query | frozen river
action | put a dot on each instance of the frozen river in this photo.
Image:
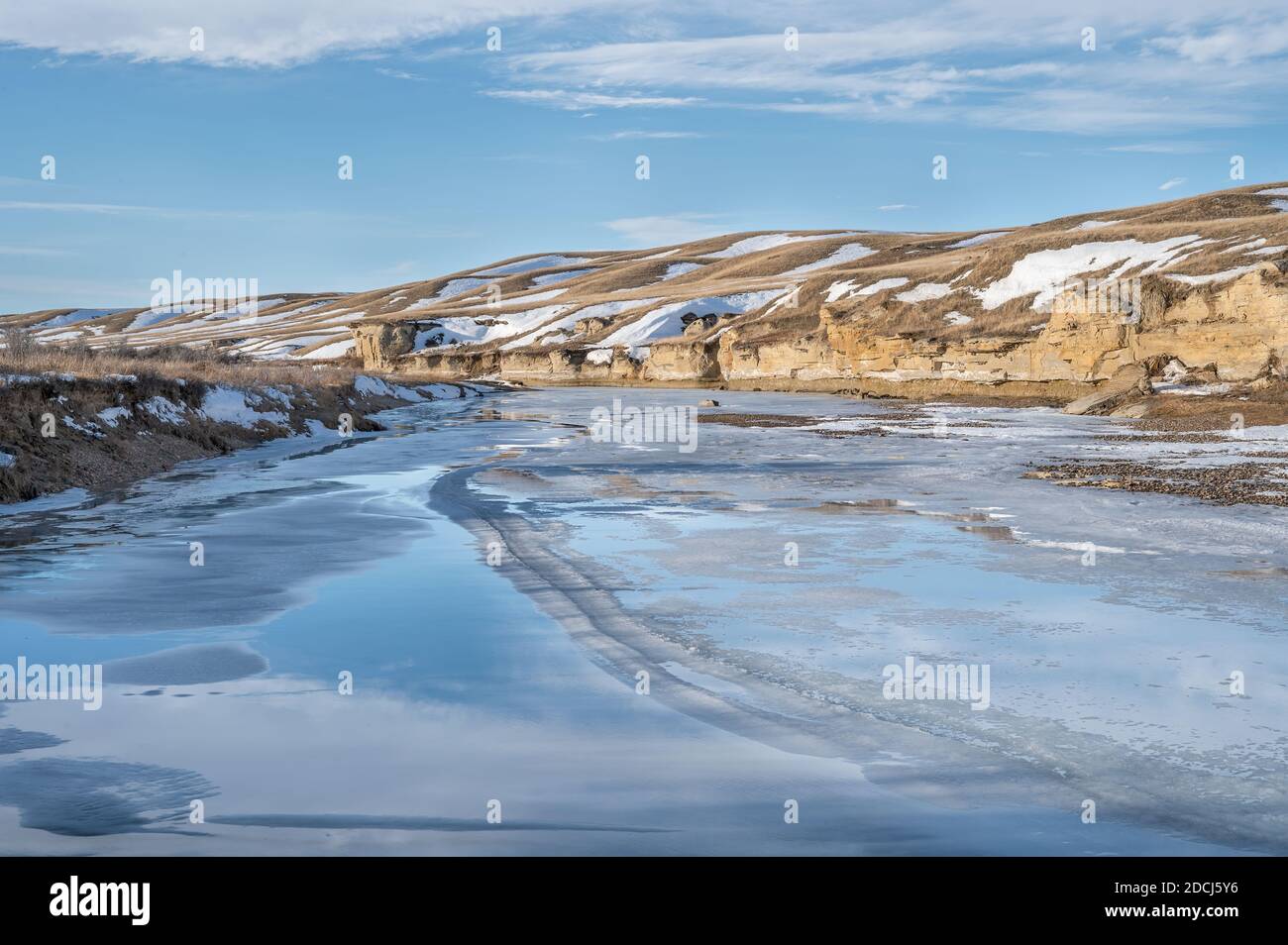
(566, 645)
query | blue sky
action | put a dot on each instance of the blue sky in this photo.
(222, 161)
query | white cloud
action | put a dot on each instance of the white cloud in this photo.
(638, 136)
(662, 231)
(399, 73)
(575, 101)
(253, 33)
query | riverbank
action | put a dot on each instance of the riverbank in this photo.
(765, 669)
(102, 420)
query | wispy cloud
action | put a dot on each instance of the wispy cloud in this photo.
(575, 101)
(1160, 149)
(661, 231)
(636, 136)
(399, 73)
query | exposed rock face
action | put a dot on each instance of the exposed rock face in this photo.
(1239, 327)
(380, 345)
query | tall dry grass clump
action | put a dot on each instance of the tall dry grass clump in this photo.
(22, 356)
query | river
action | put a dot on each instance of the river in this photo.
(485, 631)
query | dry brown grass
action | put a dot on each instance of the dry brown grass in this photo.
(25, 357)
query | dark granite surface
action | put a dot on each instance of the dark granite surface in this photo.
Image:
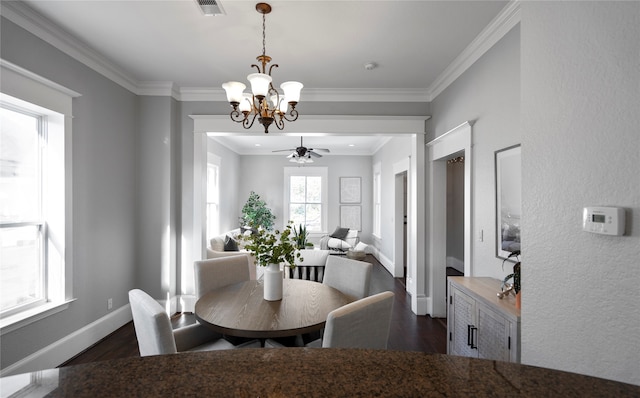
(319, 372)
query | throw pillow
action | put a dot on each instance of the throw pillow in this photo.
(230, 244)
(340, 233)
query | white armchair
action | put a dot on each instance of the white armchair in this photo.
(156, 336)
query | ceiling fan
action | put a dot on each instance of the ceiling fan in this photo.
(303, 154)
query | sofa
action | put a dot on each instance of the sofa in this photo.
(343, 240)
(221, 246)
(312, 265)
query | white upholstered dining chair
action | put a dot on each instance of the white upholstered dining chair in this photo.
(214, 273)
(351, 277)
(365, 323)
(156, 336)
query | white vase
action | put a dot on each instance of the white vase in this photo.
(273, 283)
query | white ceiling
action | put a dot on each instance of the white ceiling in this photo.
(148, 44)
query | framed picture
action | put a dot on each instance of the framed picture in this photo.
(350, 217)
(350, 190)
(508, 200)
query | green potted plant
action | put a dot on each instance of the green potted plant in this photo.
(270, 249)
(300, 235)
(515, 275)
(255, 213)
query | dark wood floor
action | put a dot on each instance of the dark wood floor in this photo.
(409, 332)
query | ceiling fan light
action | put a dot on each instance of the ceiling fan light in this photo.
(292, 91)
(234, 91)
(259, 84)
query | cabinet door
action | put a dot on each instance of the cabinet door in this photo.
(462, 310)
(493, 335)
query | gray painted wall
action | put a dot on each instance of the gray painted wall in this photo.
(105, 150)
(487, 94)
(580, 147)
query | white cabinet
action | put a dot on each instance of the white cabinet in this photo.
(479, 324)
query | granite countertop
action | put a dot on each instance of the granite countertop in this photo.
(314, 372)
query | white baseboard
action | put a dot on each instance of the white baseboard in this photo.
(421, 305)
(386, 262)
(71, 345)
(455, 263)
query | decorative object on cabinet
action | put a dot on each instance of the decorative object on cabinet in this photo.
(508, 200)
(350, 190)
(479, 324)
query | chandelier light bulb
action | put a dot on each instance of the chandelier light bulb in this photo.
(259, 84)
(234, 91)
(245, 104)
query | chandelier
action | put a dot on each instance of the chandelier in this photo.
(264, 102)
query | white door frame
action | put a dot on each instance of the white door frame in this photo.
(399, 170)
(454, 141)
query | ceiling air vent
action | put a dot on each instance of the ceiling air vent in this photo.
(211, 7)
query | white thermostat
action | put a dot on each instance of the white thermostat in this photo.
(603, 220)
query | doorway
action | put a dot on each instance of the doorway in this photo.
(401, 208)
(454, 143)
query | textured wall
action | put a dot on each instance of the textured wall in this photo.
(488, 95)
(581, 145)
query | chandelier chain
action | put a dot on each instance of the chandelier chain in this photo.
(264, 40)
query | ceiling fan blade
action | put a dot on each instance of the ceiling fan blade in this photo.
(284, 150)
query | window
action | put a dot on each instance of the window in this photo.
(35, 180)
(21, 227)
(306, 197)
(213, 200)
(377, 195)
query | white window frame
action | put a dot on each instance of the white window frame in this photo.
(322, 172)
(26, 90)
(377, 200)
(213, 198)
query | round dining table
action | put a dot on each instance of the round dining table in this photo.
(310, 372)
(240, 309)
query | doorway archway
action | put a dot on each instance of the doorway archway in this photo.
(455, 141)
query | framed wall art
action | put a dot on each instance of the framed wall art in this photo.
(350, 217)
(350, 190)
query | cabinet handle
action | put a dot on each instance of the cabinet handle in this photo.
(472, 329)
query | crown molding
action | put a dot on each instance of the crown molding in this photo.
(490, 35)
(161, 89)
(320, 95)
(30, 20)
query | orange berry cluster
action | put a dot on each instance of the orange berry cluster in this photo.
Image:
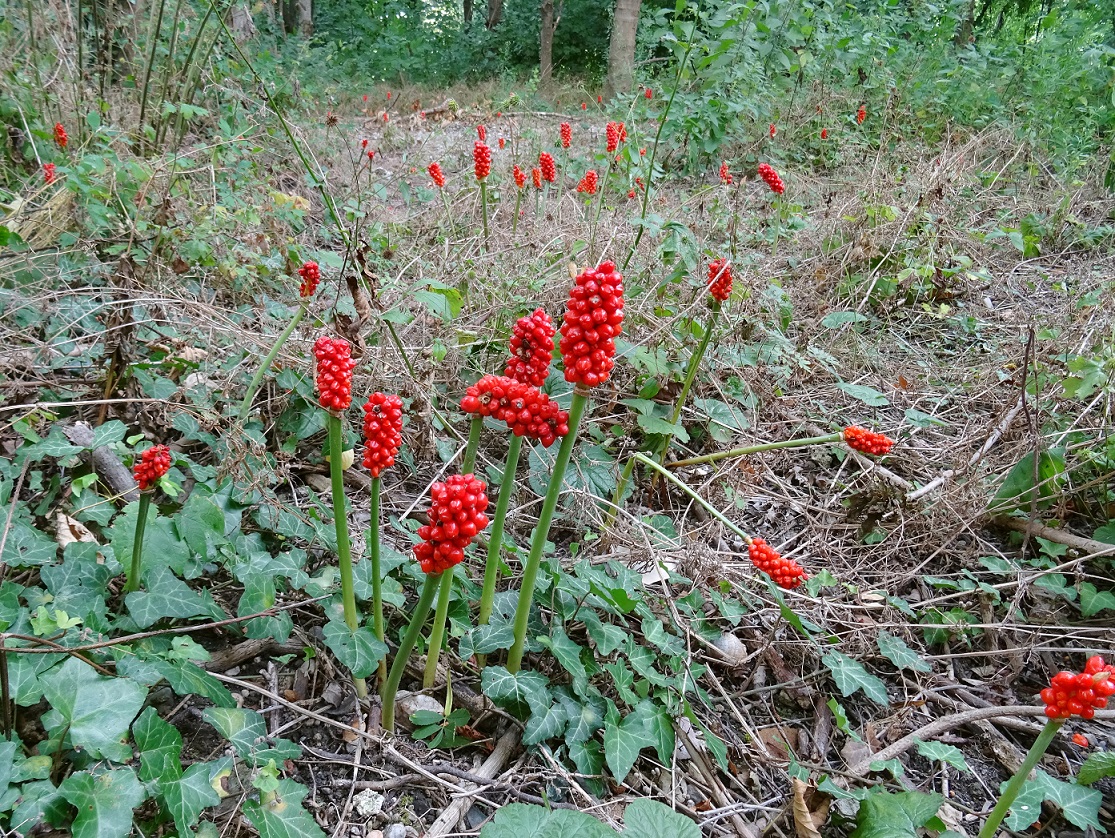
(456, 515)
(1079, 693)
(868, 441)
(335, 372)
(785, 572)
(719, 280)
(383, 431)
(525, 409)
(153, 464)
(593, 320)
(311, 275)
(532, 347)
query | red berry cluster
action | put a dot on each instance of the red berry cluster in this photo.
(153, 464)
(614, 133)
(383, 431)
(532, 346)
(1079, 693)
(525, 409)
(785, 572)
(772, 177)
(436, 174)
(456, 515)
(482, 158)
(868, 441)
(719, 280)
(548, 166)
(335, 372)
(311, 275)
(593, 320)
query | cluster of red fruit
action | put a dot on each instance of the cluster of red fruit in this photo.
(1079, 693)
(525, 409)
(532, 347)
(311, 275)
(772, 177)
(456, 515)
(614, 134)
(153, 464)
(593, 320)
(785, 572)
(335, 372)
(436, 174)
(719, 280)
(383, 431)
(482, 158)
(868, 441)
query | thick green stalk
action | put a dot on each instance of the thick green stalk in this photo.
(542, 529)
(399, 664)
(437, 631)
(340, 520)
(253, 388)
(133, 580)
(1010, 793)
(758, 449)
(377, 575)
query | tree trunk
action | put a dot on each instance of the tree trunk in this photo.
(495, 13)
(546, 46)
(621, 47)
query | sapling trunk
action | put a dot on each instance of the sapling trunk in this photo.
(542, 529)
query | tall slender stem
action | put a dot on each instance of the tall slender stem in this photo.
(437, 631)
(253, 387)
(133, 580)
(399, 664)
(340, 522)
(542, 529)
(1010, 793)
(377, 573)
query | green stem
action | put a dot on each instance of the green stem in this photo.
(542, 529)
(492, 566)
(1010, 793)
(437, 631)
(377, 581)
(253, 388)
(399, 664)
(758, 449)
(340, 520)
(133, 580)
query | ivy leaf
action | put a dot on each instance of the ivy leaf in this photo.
########
### What you will do
Copy out the lines from the one holding "query | green stem" through the last line of the rows above, inclusive, with no changes.

### Response for this exercise
query | green stem
action | put a dot on each instance of the green stem in this photo.
(542, 529)
(492, 566)
(1010, 793)
(437, 631)
(377, 581)
(253, 388)
(399, 664)
(758, 449)
(340, 520)
(133, 580)
query | ivy leaf
action | put a dot on each instance of the ivy leaf in this photo.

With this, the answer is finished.